• Task objective
Output the data below verbatim, keeping every line unchanged and in its original order.

╔══

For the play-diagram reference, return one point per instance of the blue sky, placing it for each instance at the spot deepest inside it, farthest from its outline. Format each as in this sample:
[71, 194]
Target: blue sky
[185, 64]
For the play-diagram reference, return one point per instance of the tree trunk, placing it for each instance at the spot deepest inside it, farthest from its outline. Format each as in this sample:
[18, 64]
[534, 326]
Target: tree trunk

╚══

• Expected answer
For the play-diagram reference, return one point per instance of the blue sky, placing it for each instance at the spot deepest inside it, farthest from its outline. Format each as in this sample:
[71, 194]
Target: blue sky
[185, 64]
For the play-diagram reference, return one point per instance of the tree trunk, placing it for each instance at the spot deepest inside it, farthest from its outline. Format each as in this sample:
[18, 64]
[534, 326]
Target: tree trunk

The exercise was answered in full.